■ **Texto para revisar**
= = =

Al fin y al cabo, unos y otros son hijos del Adriático, esa lengua de agua salada que Mussolini soñó con reducir a un mar «netamente italiano», pero que es más un río de magma que bebe de la Europa germánica, latina y balcánica. Claudio Magris decía ver en él un «microcosmos»; Robert Kaplan, «el planeta en miniatura». Siempre la idea de que el tamaño del Adriático no hace justicia a sus verdaderas dimensiones. Lo recordamos cuando, desde la barra del bar en el edificio del ayuntamiento de Montemitro, Fabiana Georgietta (una joven molisana eslavófona) asegura sentirse como alguien que tiene un pie en cada orilla. También nos vale.

Molise, ese agujero en la memoria
Señalización bilingüe a la entrada de Montemitro. Fotografía: Karlos Zurutuza.

Vía muerta

A diferencia de Montemitro, en San Felice no hay ni banderas con el damero croata ni rotulación bilingüe. Tampoco resulta difícil constatar que la lengua solo sobrevive entre los más mayores, pero en ningún caso en todos ellos. «De esos ocho abuelos echando la partida en esa mesa solo lo habla uno», nos dicen en el bar Bibaculus, el centro neurálgico del pueblo. También que los jóvenes se van, que no hay mucho que hacer en la comarca, aunque el trabajo no falta ni en el campo ni en el mar. Que hay cosas que mejorar, sí, pero, oye: el clima es bueno y el paisaje precioso, ¿verdad? Que no se pueden quejar.

= = =

■ **Extractos de filas**

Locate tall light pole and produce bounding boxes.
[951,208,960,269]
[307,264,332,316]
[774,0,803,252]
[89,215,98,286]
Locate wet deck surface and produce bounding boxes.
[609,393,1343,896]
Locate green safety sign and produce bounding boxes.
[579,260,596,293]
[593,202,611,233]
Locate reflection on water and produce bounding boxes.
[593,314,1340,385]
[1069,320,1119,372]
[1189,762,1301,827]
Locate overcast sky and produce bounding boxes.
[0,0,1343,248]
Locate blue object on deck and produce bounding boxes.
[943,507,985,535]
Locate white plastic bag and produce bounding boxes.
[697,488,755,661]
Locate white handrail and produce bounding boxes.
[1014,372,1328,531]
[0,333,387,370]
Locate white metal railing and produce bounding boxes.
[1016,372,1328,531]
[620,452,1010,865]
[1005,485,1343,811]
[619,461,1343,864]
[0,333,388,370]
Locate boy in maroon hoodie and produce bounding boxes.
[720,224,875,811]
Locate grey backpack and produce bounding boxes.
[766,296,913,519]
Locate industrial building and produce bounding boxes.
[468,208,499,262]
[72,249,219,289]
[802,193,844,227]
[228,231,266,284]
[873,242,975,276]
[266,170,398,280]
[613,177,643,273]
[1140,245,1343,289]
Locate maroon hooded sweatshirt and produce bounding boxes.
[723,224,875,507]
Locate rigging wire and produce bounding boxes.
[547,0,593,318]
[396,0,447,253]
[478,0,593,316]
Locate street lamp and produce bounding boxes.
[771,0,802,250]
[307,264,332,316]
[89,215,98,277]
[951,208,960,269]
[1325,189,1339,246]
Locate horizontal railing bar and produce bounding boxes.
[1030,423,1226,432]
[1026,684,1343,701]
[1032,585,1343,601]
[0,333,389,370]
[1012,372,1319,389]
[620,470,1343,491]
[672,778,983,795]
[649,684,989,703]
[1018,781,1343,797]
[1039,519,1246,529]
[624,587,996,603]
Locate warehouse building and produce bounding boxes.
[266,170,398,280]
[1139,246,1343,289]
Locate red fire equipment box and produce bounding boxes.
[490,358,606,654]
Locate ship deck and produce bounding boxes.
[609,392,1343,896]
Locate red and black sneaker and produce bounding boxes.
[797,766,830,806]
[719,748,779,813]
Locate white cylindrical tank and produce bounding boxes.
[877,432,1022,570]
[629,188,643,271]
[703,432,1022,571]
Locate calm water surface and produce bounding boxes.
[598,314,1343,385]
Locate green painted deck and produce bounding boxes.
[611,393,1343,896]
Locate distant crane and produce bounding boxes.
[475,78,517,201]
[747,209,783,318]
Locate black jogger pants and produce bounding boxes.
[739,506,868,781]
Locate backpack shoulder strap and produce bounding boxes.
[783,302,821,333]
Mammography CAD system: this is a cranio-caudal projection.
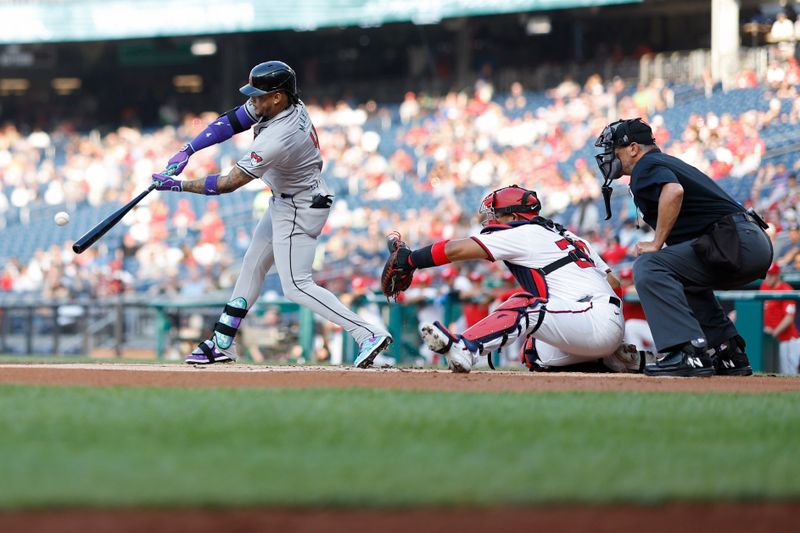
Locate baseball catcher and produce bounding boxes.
[381,185,647,372]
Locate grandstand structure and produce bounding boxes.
[0,0,800,364]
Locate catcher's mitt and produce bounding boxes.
[381,231,415,300]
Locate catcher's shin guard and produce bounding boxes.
[461,292,545,353]
[214,296,247,350]
[519,336,540,372]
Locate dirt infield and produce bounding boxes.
[0,363,800,533]
[0,363,800,393]
[0,503,800,533]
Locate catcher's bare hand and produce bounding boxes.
[381,231,416,299]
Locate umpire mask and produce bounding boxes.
[594,118,655,220]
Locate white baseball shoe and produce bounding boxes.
[421,321,479,374]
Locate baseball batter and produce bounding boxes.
[153,61,392,368]
[382,185,643,372]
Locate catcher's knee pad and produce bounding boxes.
[461,292,545,351]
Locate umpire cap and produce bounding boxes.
[239,61,297,102]
[612,118,656,146]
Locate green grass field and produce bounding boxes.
[0,386,800,508]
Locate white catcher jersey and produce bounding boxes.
[472,224,614,301]
[236,102,322,195]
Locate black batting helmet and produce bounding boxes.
[239,61,297,102]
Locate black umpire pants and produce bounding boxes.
[633,216,772,352]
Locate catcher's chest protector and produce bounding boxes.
[476,217,594,300]
[462,292,545,349]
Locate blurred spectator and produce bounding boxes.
[760,263,800,374]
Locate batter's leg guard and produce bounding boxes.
[186,297,247,365]
[461,292,545,353]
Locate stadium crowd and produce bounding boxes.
[0,58,800,308]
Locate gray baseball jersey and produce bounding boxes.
[236,102,322,195]
[231,102,389,350]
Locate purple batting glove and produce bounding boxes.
[164,144,194,176]
[153,170,183,192]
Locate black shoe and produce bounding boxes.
[711,335,753,376]
[644,339,714,377]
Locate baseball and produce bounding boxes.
[53,211,69,226]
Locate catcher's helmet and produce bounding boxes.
[239,61,297,102]
[478,185,542,226]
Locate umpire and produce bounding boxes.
[595,118,772,376]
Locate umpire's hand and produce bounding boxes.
[633,241,664,257]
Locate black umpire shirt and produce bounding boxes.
[631,149,744,245]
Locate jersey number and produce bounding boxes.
[556,239,595,268]
[308,124,319,150]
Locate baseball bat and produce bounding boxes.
[72,184,156,254]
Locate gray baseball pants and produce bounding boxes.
[231,182,388,344]
[633,214,772,352]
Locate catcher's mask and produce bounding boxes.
[594,118,656,220]
[478,185,542,226]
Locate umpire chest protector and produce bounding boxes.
[630,149,744,244]
[481,217,594,300]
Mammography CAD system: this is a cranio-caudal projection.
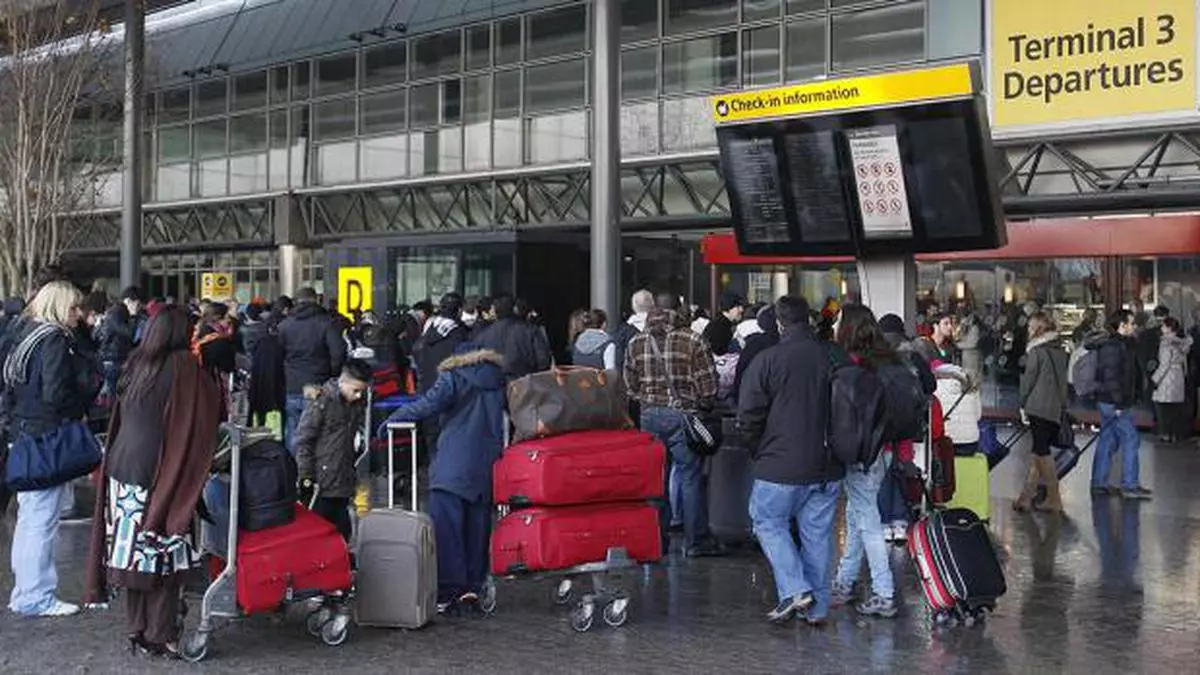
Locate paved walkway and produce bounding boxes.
[0,427,1200,675]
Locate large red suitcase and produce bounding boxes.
[212,504,353,614]
[492,430,666,507]
[492,503,662,574]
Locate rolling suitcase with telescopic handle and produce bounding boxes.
[354,423,438,628]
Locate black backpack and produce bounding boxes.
[827,364,887,468]
[238,440,299,532]
[876,363,929,443]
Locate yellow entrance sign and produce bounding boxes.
[713,64,977,124]
[200,271,233,300]
[337,267,374,318]
[990,0,1196,127]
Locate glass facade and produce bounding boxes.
[75,0,955,205]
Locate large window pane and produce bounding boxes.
[620,47,659,100]
[620,0,659,42]
[362,42,408,88]
[467,24,492,71]
[229,113,266,154]
[833,2,925,70]
[524,59,587,114]
[496,18,521,66]
[317,54,358,96]
[786,18,826,82]
[665,0,738,35]
[742,25,780,86]
[313,98,355,142]
[359,89,408,135]
[526,4,588,61]
[233,71,266,110]
[462,74,492,124]
[413,30,462,79]
[662,32,738,94]
[192,120,227,159]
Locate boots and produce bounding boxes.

= = =

■ **Tus instrucciones**
Escribe la continuación del texto sobre los pueblos eslavófonos de Molise, comenzando justo después de su última oración.

■ **Espacio de respuesta**
Los doce kilómetros entre Montremitro y Acquaviva son cuarenta minutos de desafío constante para los bajos del coche y los nervios del conductor. Resulta especialmente crispante porque uno llega ya cansado tras descubrir que la ruta sugerida por el GPS estaba cortada por una valla ya sobre el terreno. «¿Atraer turistas a Molise? ¿Quién quiere pasar sus vacaciones en estas carreteras?». Eso también lo hemos oído. Nicola Neri es uno de los hijos más notables de Acquaviva. Médico, escritor y defensor significado tanto de su microlengua como de la República Napolitana, pagó aquella apuesta con su propia ejecución en 1799. Ahí lo vemos, presidiendo la plaza desde una placa de mármol, sosteniendo un pergamino en el que se lee Nemjote zabit nas lipi jeziki (‘No olvidéis nuestra bella lengua’) junto a su traducción al italiano.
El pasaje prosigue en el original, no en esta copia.